_REQUIRED TASK:_
Could you reproduce everything from the start of the records down to the line containing "column 256, row 73", both ends included? Leave the pictures out of your answer.

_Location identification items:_
------------------------------------------------------------------------

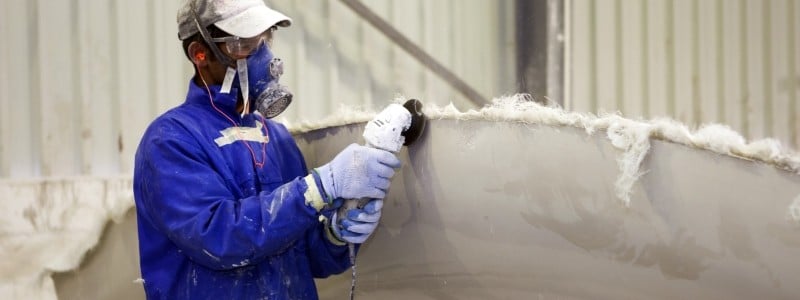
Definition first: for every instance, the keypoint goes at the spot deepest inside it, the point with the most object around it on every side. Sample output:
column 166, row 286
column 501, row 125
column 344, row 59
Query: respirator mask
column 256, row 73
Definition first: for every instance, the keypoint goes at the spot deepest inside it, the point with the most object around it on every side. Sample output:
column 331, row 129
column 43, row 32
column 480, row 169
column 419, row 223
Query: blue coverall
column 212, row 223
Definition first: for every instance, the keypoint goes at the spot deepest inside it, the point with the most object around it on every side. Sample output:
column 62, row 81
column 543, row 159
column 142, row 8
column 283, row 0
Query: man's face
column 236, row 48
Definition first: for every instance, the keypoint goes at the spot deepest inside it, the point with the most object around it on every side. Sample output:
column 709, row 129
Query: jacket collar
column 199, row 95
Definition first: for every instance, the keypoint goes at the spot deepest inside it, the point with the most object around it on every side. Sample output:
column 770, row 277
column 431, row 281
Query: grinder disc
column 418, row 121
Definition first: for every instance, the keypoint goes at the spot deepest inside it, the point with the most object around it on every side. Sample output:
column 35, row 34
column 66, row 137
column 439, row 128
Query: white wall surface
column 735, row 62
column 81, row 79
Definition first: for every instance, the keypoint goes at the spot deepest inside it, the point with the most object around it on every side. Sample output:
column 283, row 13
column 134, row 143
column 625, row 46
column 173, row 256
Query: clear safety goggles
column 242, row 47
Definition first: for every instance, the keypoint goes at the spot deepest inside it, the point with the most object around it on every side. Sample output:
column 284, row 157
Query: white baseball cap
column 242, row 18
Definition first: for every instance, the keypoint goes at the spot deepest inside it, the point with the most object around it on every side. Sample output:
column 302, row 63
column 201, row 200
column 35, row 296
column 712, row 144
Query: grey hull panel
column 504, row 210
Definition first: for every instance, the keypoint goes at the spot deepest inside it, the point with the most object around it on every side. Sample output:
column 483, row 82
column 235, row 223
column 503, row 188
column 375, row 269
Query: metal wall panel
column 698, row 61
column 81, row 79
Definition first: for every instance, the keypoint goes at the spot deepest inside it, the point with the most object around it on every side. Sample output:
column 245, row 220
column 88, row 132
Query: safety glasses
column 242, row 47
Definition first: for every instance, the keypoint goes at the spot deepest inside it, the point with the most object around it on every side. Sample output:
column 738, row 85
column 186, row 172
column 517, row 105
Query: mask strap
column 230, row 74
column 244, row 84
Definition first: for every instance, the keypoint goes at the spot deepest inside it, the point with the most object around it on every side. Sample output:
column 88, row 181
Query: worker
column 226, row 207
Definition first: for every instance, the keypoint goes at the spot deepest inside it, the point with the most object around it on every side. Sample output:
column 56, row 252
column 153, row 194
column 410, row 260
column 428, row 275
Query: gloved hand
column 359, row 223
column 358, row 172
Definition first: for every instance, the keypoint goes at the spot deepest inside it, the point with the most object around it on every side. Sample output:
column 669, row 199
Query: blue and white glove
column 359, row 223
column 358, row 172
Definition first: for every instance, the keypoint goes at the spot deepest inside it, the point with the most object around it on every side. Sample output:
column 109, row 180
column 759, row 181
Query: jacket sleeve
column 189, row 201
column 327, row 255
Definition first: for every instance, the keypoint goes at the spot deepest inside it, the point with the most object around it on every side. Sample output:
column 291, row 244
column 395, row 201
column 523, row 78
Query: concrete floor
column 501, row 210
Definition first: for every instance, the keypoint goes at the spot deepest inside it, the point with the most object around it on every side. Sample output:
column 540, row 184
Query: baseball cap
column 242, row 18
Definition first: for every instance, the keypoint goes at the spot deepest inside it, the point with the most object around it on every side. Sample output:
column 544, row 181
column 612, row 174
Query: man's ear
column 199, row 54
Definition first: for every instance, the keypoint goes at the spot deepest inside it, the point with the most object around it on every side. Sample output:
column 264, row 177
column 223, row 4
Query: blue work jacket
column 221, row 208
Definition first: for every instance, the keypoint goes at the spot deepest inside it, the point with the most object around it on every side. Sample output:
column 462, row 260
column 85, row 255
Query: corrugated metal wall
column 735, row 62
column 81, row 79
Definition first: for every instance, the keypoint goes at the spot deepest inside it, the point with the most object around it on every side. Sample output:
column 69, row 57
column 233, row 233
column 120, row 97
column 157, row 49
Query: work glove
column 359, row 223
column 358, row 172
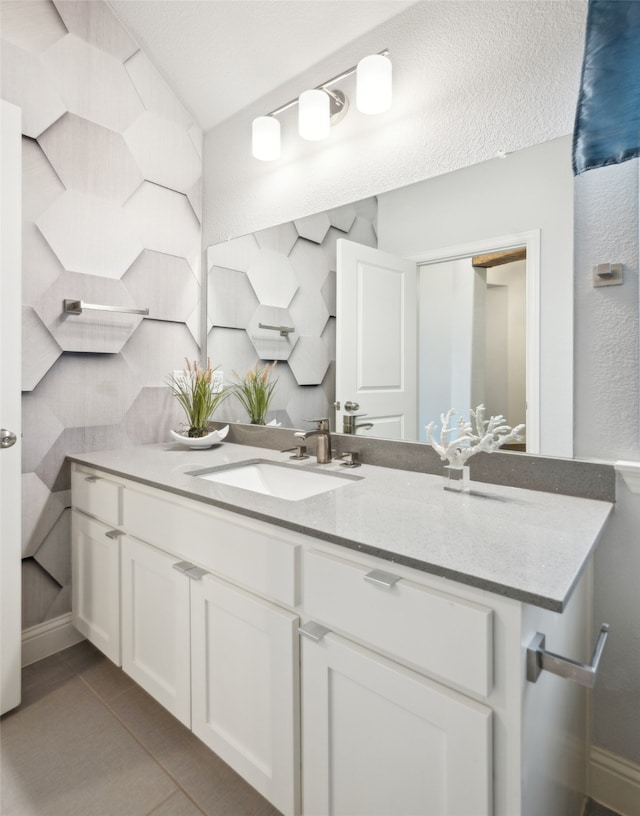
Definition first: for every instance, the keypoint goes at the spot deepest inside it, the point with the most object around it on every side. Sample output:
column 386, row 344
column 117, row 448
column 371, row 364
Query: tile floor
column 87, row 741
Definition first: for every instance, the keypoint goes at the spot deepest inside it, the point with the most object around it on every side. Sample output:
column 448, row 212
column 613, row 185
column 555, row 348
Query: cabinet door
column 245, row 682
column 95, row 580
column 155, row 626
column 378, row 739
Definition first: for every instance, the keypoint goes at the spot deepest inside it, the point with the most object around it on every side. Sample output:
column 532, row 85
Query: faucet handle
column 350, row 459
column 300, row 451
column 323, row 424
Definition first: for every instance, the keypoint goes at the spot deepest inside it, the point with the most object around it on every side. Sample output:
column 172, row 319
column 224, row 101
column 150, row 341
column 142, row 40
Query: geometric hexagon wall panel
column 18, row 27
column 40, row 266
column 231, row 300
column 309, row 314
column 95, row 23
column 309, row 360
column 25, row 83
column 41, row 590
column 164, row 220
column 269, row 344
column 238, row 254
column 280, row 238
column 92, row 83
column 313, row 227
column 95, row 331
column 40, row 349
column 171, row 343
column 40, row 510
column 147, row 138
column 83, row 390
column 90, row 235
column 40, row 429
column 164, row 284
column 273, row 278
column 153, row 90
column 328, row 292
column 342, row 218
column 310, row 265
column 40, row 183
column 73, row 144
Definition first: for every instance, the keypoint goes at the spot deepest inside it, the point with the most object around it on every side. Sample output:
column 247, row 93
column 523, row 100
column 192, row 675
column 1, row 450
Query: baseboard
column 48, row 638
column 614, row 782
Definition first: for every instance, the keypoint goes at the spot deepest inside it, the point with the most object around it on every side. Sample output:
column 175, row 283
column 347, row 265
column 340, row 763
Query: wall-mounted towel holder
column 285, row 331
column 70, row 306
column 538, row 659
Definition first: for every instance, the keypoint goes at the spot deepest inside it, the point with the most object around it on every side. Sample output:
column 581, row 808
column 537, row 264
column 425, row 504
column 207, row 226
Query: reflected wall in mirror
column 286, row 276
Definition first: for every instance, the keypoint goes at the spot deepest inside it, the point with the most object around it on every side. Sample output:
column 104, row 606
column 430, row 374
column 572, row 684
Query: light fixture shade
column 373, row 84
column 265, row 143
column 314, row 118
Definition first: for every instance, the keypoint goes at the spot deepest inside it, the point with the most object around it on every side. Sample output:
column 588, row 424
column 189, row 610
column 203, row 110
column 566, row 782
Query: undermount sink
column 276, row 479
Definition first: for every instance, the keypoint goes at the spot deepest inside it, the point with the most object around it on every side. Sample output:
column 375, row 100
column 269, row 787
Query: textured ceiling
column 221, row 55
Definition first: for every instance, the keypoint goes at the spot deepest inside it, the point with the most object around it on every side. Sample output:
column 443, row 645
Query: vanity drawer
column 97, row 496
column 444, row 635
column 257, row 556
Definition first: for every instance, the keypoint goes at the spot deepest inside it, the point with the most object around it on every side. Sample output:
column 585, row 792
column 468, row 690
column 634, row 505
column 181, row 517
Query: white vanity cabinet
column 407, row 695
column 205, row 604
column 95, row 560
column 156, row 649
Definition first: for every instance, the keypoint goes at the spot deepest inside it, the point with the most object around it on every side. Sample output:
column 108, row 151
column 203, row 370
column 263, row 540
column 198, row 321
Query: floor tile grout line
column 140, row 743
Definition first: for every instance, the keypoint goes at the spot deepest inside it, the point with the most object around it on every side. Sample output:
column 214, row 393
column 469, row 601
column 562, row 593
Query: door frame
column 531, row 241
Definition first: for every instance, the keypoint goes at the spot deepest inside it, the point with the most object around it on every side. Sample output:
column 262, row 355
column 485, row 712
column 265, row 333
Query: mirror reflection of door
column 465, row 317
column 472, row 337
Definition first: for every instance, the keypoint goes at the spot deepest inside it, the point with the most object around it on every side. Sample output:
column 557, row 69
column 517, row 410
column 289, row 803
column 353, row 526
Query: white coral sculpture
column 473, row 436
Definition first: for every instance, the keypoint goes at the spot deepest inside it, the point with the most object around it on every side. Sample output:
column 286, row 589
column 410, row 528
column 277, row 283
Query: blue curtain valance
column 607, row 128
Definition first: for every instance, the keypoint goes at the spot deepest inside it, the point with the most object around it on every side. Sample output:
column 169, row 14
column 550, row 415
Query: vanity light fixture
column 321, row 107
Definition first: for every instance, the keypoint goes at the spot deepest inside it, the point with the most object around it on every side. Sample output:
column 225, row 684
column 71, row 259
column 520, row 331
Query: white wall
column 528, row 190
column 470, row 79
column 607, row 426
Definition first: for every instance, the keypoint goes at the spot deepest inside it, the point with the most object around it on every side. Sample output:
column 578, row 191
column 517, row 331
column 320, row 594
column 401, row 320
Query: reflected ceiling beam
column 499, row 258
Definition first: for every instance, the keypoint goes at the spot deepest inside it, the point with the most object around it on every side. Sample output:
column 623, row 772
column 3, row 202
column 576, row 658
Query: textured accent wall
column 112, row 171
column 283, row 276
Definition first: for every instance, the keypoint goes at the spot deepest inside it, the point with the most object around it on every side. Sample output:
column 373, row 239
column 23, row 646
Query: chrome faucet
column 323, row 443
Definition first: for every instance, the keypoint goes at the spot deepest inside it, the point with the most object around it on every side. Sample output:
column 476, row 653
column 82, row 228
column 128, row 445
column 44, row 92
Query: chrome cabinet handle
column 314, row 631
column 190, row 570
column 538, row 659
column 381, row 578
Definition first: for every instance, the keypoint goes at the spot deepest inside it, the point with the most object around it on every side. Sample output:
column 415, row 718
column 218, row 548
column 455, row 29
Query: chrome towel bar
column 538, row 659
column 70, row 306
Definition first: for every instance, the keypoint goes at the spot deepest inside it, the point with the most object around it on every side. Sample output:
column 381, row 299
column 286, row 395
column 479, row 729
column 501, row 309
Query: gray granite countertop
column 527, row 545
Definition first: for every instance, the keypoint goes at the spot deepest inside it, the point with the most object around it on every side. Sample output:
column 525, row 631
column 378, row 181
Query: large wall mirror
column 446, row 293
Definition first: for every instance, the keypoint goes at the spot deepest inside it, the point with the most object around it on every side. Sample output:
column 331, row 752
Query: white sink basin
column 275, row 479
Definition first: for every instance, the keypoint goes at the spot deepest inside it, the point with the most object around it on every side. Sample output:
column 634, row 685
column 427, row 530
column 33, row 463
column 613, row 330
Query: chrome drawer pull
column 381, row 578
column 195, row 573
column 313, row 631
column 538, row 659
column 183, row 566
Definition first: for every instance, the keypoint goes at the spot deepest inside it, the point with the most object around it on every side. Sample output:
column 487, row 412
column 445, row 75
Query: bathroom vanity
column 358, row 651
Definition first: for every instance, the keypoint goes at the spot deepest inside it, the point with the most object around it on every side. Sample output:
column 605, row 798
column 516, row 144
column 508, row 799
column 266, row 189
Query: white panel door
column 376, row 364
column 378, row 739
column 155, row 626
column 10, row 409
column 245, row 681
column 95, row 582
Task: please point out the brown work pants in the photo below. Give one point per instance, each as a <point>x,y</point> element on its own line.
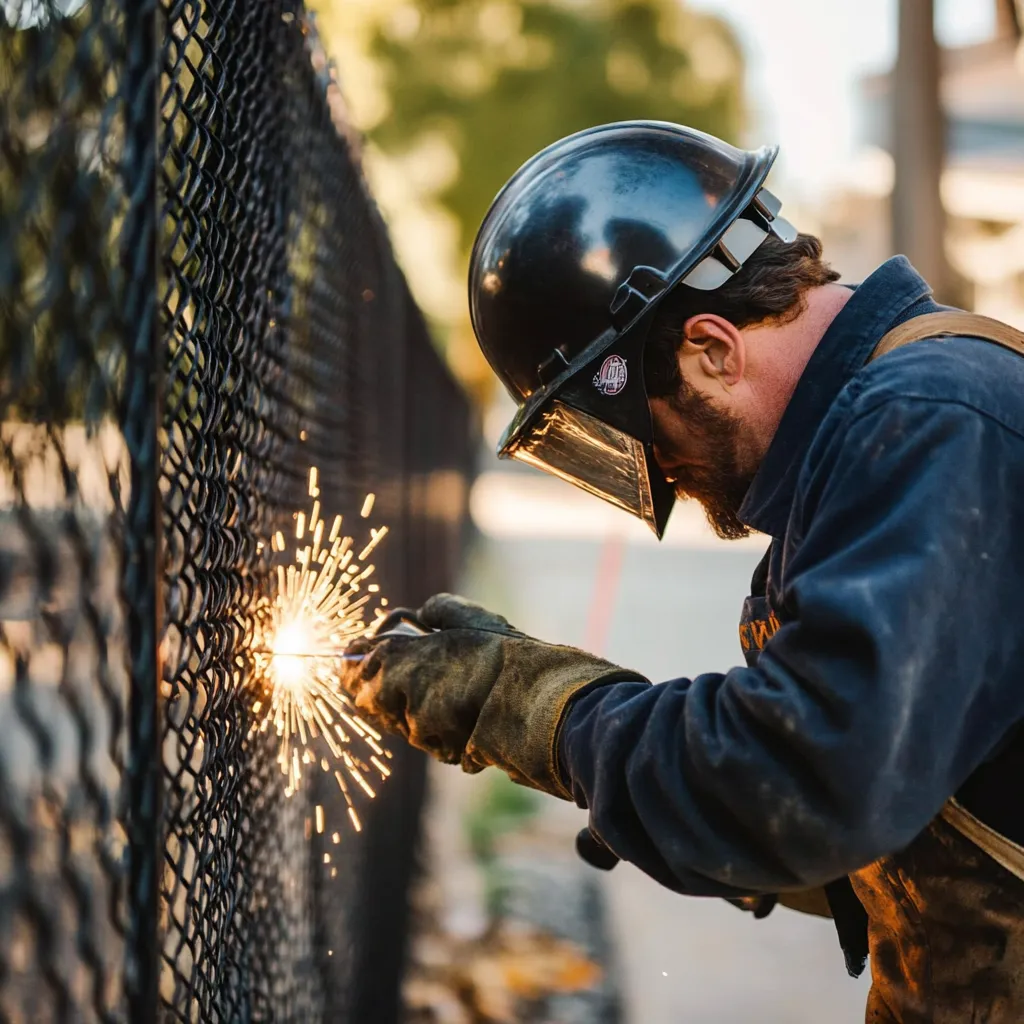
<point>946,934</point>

------------------------------------------------------------------------

_TASK RESULT:_
Definition first: for every instance, the keypoint goes at the spot deepest inside it, the point with the most object around it on every side. Sample output:
column 166, row 286
column 501, row 125
column 344, row 59
Query: respirator mask
column 256, row 73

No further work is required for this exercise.